Directions | When a line of the records below contains the string "wooden", copy that whole line.
---- Data records
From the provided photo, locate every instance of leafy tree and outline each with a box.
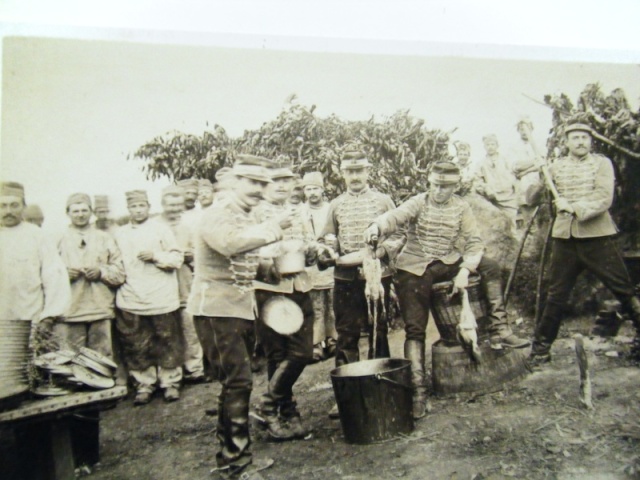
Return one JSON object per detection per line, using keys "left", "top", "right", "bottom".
{"left": 131, "top": 103, "right": 453, "bottom": 204}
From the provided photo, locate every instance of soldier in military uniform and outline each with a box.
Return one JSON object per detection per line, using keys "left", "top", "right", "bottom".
{"left": 366, "top": 162, "right": 529, "bottom": 419}
{"left": 252, "top": 162, "right": 318, "bottom": 441}
{"left": 187, "top": 155, "right": 293, "bottom": 476}
{"left": 528, "top": 123, "right": 640, "bottom": 366}
{"left": 319, "top": 150, "right": 402, "bottom": 417}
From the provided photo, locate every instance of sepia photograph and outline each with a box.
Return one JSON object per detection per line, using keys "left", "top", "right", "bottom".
{"left": 1, "top": 2, "right": 640, "bottom": 479}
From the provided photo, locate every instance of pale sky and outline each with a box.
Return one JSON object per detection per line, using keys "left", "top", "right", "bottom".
{"left": 1, "top": 2, "right": 640, "bottom": 233}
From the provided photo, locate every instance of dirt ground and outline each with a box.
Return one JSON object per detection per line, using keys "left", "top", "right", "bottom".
{"left": 66, "top": 313, "right": 640, "bottom": 480}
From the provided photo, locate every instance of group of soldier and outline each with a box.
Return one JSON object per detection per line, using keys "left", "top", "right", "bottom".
{"left": 1, "top": 120, "right": 640, "bottom": 479}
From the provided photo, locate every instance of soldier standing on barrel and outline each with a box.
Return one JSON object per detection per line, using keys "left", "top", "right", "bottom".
{"left": 365, "top": 162, "right": 529, "bottom": 419}
{"left": 318, "top": 149, "right": 402, "bottom": 418}
{"left": 528, "top": 122, "right": 640, "bottom": 366}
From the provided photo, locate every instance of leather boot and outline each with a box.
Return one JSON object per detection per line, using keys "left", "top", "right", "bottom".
{"left": 404, "top": 339, "right": 430, "bottom": 419}
{"left": 335, "top": 349, "right": 359, "bottom": 368}
{"left": 258, "top": 360, "right": 306, "bottom": 441}
{"left": 620, "top": 296, "right": 640, "bottom": 359}
{"left": 375, "top": 327, "right": 391, "bottom": 359}
{"left": 280, "top": 398, "right": 308, "bottom": 439}
{"left": 220, "top": 388, "right": 252, "bottom": 469}
{"left": 484, "top": 279, "right": 529, "bottom": 349}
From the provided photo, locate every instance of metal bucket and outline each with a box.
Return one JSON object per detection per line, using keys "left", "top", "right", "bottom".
{"left": 0, "top": 320, "right": 32, "bottom": 402}
{"left": 430, "top": 275, "right": 491, "bottom": 345}
{"left": 330, "top": 358, "right": 414, "bottom": 444}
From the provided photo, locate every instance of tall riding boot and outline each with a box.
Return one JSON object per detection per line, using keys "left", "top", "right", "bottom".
{"left": 620, "top": 296, "right": 640, "bottom": 359}
{"left": 529, "top": 301, "right": 565, "bottom": 364}
{"left": 259, "top": 359, "right": 306, "bottom": 440}
{"left": 216, "top": 388, "right": 252, "bottom": 475}
{"left": 404, "top": 339, "right": 430, "bottom": 419}
{"left": 280, "top": 397, "right": 308, "bottom": 439}
{"left": 335, "top": 349, "right": 359, "bottom": 368}
{"left": 484, "top": 279, "right": 529, "bottom": 349}
{"left": 375, "top": 323, "right": 391, "bottom": 359}
{"left": 215, "top": 392, "right": 225, "bottom": 447}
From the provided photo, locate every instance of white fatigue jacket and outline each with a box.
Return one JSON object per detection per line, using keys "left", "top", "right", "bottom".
{"left": 0, "top": 222, "right": 71, "bottom": 322}
{"left": 114, "top": 219, "right": 183, "bottom": 316}
{"left": 58, "top": 226, "right": 125, "bottom": 322}
{"left": 153, "top": 215, "right": 193, "bottom": 307}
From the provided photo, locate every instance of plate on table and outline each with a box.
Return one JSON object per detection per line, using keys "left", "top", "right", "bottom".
{"left": 79, "top": 347, "right": 117, "bottom": 369}
{"left": 71, "top": 364, "right": 115, "bottom": 389}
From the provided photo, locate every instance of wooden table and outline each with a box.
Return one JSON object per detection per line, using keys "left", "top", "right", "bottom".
{"left": 0, "top": 387, "right": 127, "bottom": 480}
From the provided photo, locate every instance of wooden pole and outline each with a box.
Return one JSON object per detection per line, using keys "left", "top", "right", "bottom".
{"left": 574, "top": 334, "right": 594, "bottom": 410}
{"left": 505, "top": 205, "right": 540, "bottom": 306}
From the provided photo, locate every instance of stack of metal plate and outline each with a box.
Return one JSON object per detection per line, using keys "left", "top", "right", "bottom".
{"left": 0, "top": 320, "right": 32, "bottom": 401}
{"left": 32, "top": 347, "right": 117, "bottom": 396}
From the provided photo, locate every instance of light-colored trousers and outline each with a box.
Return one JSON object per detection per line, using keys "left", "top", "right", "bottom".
{"left": 180, "top": 308, "right": 205, "bottom": 378}
{"left": 311, "top": 288, "right": 337, "bottom": 345}
{"left": 52, "top": 319, "right": 113, "bottom": 359}
{"left": 130, "top": 366, "right": 182, "bottom": 393}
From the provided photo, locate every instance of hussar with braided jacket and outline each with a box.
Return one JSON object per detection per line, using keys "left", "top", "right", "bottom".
{"left": 528, "top": 122, "right": 640, "bottom": 366}
{"left": 365, "top": 162, "right": 529, "bottom": 420}
{"left": 251, "top": 161, "right": 322, "bottom": 441}
{"left": 318, "top": 150, "right": 403, "bottom": 418}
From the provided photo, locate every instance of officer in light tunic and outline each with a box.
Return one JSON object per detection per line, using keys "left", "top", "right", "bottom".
{"left": 528, "top": 123, "right": 640, "bottom": 365}
{"left": 187, "top": 155, "right": 293, "bottom": 477}
{"left": 366, "top": 162, "right": 529, "bottom": 419}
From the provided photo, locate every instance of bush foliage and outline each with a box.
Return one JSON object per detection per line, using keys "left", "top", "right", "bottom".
{"left": 132, "top": 102, "right": 452, "bottom": 204}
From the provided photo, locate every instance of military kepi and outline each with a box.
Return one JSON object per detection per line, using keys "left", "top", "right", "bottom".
{"left": 232, "top": 154, "right": 273, "bottom": 183}
{"left": 564, "top": 123, "right": 593, "bottom": 136}
{"left": 428, "top": 162, "right": 461, "bottom": 185}
{"left": 340, "top": 150, "right": 372, "bottom": 170}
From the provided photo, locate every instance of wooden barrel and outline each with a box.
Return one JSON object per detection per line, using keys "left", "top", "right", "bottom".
{"left": 431, "top": 340, "right": 529, "bottom": 396}
{"left": 430, "top": 275, "right": 491, "bottom": 345}
{"left": 0, "top": 320, "right": 32, "bottom": 403}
--------
Task response |
From the provided photo, locate every instance of wooden table and outline each with a box.
From the provided photo, locate every instance of wooden pole and outline each with a box.
From the provided photo, locate every instance of wooden barrel and outline each with a box.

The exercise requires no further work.